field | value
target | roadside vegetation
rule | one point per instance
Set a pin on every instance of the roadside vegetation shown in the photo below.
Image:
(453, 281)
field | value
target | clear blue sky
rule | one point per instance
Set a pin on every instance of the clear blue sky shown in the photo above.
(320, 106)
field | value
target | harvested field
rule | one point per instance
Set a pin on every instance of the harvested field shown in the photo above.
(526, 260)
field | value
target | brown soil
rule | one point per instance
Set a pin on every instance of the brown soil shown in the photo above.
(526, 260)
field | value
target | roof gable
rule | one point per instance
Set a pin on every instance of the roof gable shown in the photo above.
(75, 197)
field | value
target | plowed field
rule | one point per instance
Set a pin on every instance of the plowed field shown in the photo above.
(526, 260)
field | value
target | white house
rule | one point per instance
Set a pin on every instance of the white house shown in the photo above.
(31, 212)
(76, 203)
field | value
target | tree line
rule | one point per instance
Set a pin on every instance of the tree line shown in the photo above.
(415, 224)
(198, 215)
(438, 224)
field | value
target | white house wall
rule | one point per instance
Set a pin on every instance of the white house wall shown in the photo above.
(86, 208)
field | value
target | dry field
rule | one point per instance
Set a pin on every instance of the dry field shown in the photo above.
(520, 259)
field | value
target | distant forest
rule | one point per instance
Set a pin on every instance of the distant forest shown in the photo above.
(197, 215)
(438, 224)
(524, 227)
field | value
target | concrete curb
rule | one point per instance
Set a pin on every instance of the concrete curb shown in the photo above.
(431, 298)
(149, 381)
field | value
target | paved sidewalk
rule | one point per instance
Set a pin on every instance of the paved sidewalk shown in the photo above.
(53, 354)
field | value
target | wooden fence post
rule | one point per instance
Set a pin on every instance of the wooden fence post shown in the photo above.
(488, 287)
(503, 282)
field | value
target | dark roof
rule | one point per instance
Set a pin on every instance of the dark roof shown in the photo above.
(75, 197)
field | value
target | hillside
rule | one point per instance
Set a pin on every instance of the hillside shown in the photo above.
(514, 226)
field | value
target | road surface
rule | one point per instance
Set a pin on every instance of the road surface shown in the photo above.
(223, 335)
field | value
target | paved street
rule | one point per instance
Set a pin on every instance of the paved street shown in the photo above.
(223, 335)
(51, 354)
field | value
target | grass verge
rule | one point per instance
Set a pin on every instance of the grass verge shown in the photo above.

[The request]
Restate the whole of the material exactly.

[The result]
field | value
target | roadside vegetation
rule | one point per instance
Set a pin on every instance of the roadside vegetation shown in the photo below.
Image:
(453, 281)
field | value
target | clear blue sky
rule | one point per instance
Set a pin on every instance of the clear blue sky shown in the photo above.
(320, 106)
field | value
target | harvested field
rule | one point per instance
Set a pin on every instance of the harvested field shown in the photo above.
(526, 260)
field | value
target | brown soil
rule | one point per instance
Set a pin on every instance of the brown soil shown in the photo above.
(526, 260)
field | value
target | roof gable
rule | one point per instance
Set a pin on every instance of the roof gable shown in the photo above.
(75, 197)
field | value
target | plowed field
rule | one point per instance
Set a pin on every instance of the plowed field shown in the photo above.
(526, 260)
field | value
target | white house
rule | one point per instance
Set a pin on every instance of the white house shown in the photo above.
(31, 212)
(76, 203)
field | value
target | tree line
rule | one point per instance
Set a pin on every instance of the tree line shown in the photo above.
(415, 224)
(198, 215)
(438, 224)
field | value
target | white house wall
rule | one point per instance
Set a pin on every instance of the white house wall shown in the photo above.
(86, 208)
field | value
target | dry field
rule | one point per instance
Set a pin on every instance of the dry field shown in the photo above.
(520, 259)
field | value
target | distant forest
rule | one point per instance
Set a pin on every instance of the distant forest shown in the photo above.
(197, 215)
(438, 224)
(524, 227)
field | value
target | concrete curb
rule | one point per instance
Set a pin on every instance of the concrete curb shown in the photo above.
(431, 298)
(149, 381)
field | value
target | paved sidewalk
rule | one point per instance
Set a pin on every instance of the paved sidewalk shown in the photo above.
(53, 354)
field | value
target | wooden fence post
rule | one point per instance
Set a pin on every instance of the wooden fence post shown in the photo above.
(488, 287)
(503, 282)
field | value
target | dark roof
rule | one point per instance
Set a pin on every instance of the dark roof shown in the photo above.
(75, 197)
field | value
target | hillside
rule | one point per instance
Set a pin on every instance of the hillside shown in the photo above.
(514, 226)
field | value
target | road surface
rule | one point per instance
Set a pin on every instance of the road surface shown in the photo above.
(223, 335)
field | value
target | paved street
rule | one point per instance
Set a pin on every instance of the paved street shown in the photo above.
(223, 335)
(51, 354)
field | value
target | grass verge
rule | one point per instance
Set a pin on every instance of the grass verge shown in the photo above.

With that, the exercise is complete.